:: Exercise material

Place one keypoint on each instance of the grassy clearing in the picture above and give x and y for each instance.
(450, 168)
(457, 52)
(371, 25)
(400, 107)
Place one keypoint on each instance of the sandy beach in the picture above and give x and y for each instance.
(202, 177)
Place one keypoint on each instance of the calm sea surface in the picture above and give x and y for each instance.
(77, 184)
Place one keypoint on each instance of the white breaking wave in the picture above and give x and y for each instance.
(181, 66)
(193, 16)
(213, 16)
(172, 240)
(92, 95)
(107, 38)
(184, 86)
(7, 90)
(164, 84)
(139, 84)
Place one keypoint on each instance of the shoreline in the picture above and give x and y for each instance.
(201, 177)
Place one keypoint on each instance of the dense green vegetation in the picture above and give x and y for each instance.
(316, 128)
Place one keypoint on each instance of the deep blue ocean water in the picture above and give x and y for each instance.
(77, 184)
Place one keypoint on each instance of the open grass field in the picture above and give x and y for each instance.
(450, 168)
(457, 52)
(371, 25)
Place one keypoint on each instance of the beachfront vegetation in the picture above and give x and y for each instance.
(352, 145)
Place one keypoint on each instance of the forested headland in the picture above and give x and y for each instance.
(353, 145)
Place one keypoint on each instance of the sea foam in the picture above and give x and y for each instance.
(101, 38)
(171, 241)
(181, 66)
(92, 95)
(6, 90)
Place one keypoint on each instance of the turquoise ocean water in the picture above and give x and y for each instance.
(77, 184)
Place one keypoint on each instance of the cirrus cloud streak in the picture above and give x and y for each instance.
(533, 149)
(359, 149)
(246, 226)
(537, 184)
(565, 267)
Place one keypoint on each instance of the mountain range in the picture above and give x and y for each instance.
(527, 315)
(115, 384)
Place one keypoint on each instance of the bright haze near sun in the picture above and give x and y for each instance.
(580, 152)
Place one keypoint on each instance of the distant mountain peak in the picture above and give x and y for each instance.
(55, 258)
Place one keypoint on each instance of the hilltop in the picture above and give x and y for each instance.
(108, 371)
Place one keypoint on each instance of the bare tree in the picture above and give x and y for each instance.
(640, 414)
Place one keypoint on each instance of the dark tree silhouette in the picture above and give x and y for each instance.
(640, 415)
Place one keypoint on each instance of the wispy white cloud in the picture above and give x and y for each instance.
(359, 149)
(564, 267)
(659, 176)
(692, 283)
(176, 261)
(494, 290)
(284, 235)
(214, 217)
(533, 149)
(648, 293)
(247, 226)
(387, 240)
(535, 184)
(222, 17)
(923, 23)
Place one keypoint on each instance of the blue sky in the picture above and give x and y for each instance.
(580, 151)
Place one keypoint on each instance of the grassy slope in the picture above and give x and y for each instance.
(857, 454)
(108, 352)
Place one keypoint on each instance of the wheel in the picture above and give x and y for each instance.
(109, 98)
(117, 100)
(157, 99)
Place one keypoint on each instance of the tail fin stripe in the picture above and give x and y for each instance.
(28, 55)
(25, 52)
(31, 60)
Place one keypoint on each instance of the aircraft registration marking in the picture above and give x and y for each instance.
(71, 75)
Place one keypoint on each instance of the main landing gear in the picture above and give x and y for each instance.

::::

Copy each entry exactly.

Place one keypoint on each instance of the grassy clearing in the picture above and give x and y for each instance.
(450, 168)
(457, 52)
(371, 25)
(400, 107)
Place one keypoint on each instance of the sandy beach in the picture above and give x and y for each instance.
(202, 177)
Place one keypoint on each instance of the calm sea surface in the picture above and give x and y for each instance.
(77, 184)
Place one keypoint on each instance of the white breaking wave in the picture above and give x and y for each instance.
(181, 66)
(193, 16)
(213, 16)
(172, 240)
(92, 95)
(107, 38)
(184, 86)
(7, 90)
(164, 84)
(139, 84)
Place one keypoint on each instance of the shoreline in the picture above and give x and y for each instance.
(201, 177)
Place one keypoint on each instance of the dense green vegetation in the picture above and give x and y for each instance.
(316, 128)
Place one keypoint on each instance of the deep blue ocean water in the picture above and give x and y for each instance.
(77, 184)
Place one keypoint on each instance of the open grass field in the picture above and give x and y for each instance.
(450, 168)
(457, 52)
(371, 25)
Place one keypoint on each instance of the beachfront vegetation in the picture above and give x and y for each instance.
(352, 145)
Place one keypoint on each instance of the forested headland in the picture above and give x and y for each instance.
(353, 145)
Place one keypoint on each instance of the sea foam in the picture above and give x and y for each instance.
(101, 38)
(171, 241)
(181, 66)
(92, 95)
(6, 90)
Place one keypoint on each instance of the turquoise ocean water in the picture above and give x and y for each instance.
(77, 184)
Place one keypoint on each instance of the cirrus cloud streak in the picture above and give x and y for each instance.
(533, 149)
(359, 149)
(246, 226)
(537, 184)
(565, 267)
Place one keypoint on each instance of the mountain range in the picture above and give x and y for each instance.
(527, 315)
(115, 384)
Place one keypoint on each instance of the bright haze near sun in the picture above and give x and y for each instance.
(580, 152)
Place one keypoint on each instance of the distant mountain peak in the picture above and give x and y for each instance.
(55, 258)
Place one keypoint on each instance of the hilltop in the picture above and give x and y for each instance.
(108, 371)
Place one keypoint on each instance of the bare tree in the picture above and give x and y for each instance.
(640, 414)
Place one keypoint on each instance of the dark tree silhouette in the picture above and give x and y for each instance.
(640, 415)
Place one keypoint on each instance of the wispy white cloud in the picture above and give x and y for each instance.
(359, 149)
(564, 267)
(659, 176)
(692, 283)
(176, 261)
(494, 290)
(284, 235)
(214, 217)
(533, 149)
(648, 293)
(247, 226)
(387, 240)
(535, 184)
(222, 17)
(923, 23)
Place one keypoint on each instance of the blue sky in the picture above and give x and y for each instance.
(580, 151)
Place one keypoint on each instance of the grassy slope in the picture above and give x and y for each instance.
(857, 454)
(108, 352)
Place one keypoint on each instance of the wheel in the picture above and give x and y for each instance.
(109, 98)
(117, 100)
(157, 99)
Place one keypoint on each instance of the tail fin stripe in the picture above and give x and y for each instance.
(28, 55)
(25, 52)
(31, 60)
Place one keypoint on each instance of the aircraft registration marking in the picture above and give x and y for each instance.
(71, 75)
Place one keypoint on each instance of the main landing gear in the picture above and give x and y for each instance.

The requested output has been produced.